## LANGKAH YANG DIPERLUKAN
A: Kembalikan bagian kutipan tentang Tafsir Maqashidi antara "Dalam hal ini, Mustaqim" dan "ontologis maupun epistemologis?", termasuk kedua batas itu, tanpa mengubah satu kata pun.
B: Sebutkan semua macam Tafsir Maqashidi menurut pemetaan ontologis Mustaqim dalam kutipan tentang Tafsir Maqashidi.
C: Tulis lanjutan kutipan tentang Tafsir Maqashidi, dimulai sesudah kalimat terakhirnya.

## KUTIPAN TERPILIH

◇ ◇ ◇ ◇ ◇ ◇ ◇

Moderasi Islam (Islam Wasathiyah) dewasa ini menjadi isu yang selalu aktual. Terutama di tengah-tengah munculnya ekstremisme beragama yang seringkali disebabkan oleh pola pikir ekstrem (tatharruf) dalam memahami teks-teks keagamaan (al-Qur’an dan Hadis) secara rigid, tidak mempertimbangkan dinamika konteks dan maqâshid.
Situasi ini disambut oleh Prof. DR. H. Abdul Mustaqim, S.Ag, M.Ag dalam Pidato Pengukuhan Guru Besar dalam bidang Ulumul Qur’an dengan Judul “Argumentasi Keniscayaan Tafsir Maqashidi sebagai Basis Moderasi Islam” di UIN Sunan Kalijaga Yogyakarta 16 Desember 2019.
Kebaruan Tafsir Maqashidi
Istilah Tafsir Maqashidi merupakan istilah yang relatif baru, —untuk tidak menyebut baru sama sekali—, mengingat sebelumnya sudah ada istilah maqâshid al-syari’ah (the aims of the Islamic law) yang merupakan salah satu tema dalam kajian Ushul Fiqh. Akan tetapi, kemudian dalam diskursus kajian Islam kontemporer dewasa ini, teori Maqashid al-Syariah menjadi satu disiplin ilmu tersendiri (`ilm mustaqill) terpisah dari Ushul Fiqh, bahkan sering dijadikan pisau bedah dalam menganalisis isu-isu aktual-kontemporer.
Dalam hal ini, Mustaqim mencoba mengembangkan teori maqashid dalam diskursus kajian tafsir, sehingga ia menggunakan istilah Tafsir Maqashidi (h. 6-7). Dalam pidatonya, Mustaqim mencoba menelisik akar-akar pemikiran Tafsir Maqâshidi secara historis-kronologis sebagai argumentasi dan basis epistemik untuk meneguhkan dan mengembangkan moderasi Islam. Pertanyaannya, bagaimana akar-akar historis dan kontsruksi logis Tafsir Maqashidi, baik secara ontologis maupun epistemologis?
Dengan menggunakan pendekatan historis-filosofis (historical-phisophical approach), Mustaqim beragumen bahwa Tafsir Maqashidi secara historis cukup memiliki cantholan epistemik yang kuat dalam tradisi Islam, sejak zaman Nabi Saw, sahabat dan para ulama. Dengan kata lain, Tafsir Maqashidi adalah ‘anak kandung’ yang lahir dari peradaban Islam sendiri.
Menurut Mustaqim, secara ontologis tafsir maqashidi dapat dipetakan menjadi tiga macam, yaitu Tafsir Maqashidi sebagai filsafat tafsir (as philosophy), Tafsir Maqashidi sebagai metodologi (as methodology) dan Tafsir Maqashidi sebagai produk tafsir (as product). Ketiga hirarkhi ontologis yang saling terkait terkelindan tersebut penting dikemukakan, sehingga body of knowledge dari Tafsir Maqashidi menjadi clear and distinct.

◇ ◇ ◇ ◇ ◇ ◇ ◇

## BAHAN YANG DISEDIAKAN
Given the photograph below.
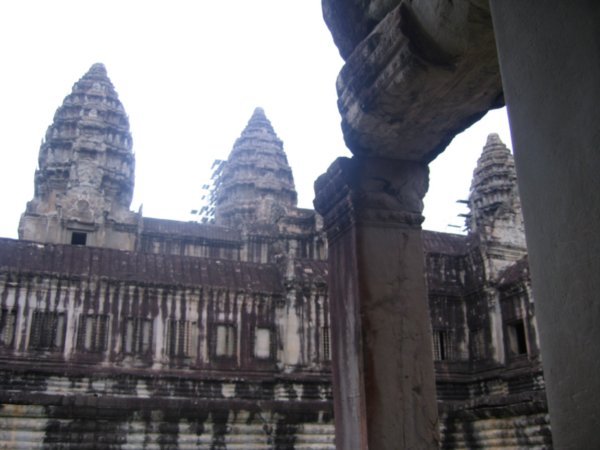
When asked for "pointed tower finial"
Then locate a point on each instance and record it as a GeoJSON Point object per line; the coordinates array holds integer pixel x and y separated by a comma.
{"type": "Point", "coordinates": [256, 182]}
{"type": "Point", "coordinates": [494, 198]}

◇ ◇ ◇ ◇ ◇ ◇ ◇

## JAWABAN SETIAP TUGAS
A:
Dalam hal ini, Mustaqim mencoba mengembangkan teori maqashid dalam diskursus kajian tafsir, sehingga ia menggunakan istilah Tafsir Maqashidi (h. 6-7). Dalam pidatonya, Mustaqim mencoba menelisik akar-akar pemikiran Tafsir Maqâshidi secara historis-kronologis sebagai argumentasi dan basis epistemik untuk meneguhkan dan mengembangkan moderasi Islam. Pertanyaannya, bagaimana akar-akar historis dan kontsruksi logis Tafsir Maqashidi, baik secara ontologis maupun epistemologis?

B:
Tafsir Maqashidi sebagai filsafat tafsir (as philosophy)
Tafsir Maqashidi sebagai metodologi (as methodology)
Tafsir Maqashidi sebagai produk tafsir (as product)

C:
Mustaqim beragumen bahwa secara epistemologis, Tafsir Maqashidi dapat menjadi salah satu alternasi dalam meneguhkan kembali moderasi Islam, ketika kita harus berdialektika antara teks yang statis dan konteks yang dinamis. Tafsir Maqâshidi adalah bentuk wasathiyah (moderasi) antara kelompok tekstualis-skriptualis, hingga seolah ‘menyembah teks’ (ya’budûn al-nushûsh) dan kelompok liberalis-substansialis, hingga mendesakralisasi teks (yua`th-thlûn al-nushûsh).
Tafsir Maqashidi ingin menggali maqashid (tujuan, hikmah, maksud, dimensi makna terdalam dan signifikansi) yang ada di balik teks, dengan tetap menghargai teks (yahtarim al-nushûsh), sehingga tidak terjebak pada sikap de-sakralisasi teks (ta’thîl al-nushûsh) di satu sisi dan ‘penyembahan teks (`ibadat al-nushûsh) di sisi lain. Pertimbangan terhadap dinamika konteks dan maqashid secara cermat-kritisdalamrangkamerealisasikankemaslahatan dan menolak kemudlaratan (tahqîq al-mashlahah wa dar’ al- mafsadah) itulah fundamental structure dari Tafsir Maqashidi.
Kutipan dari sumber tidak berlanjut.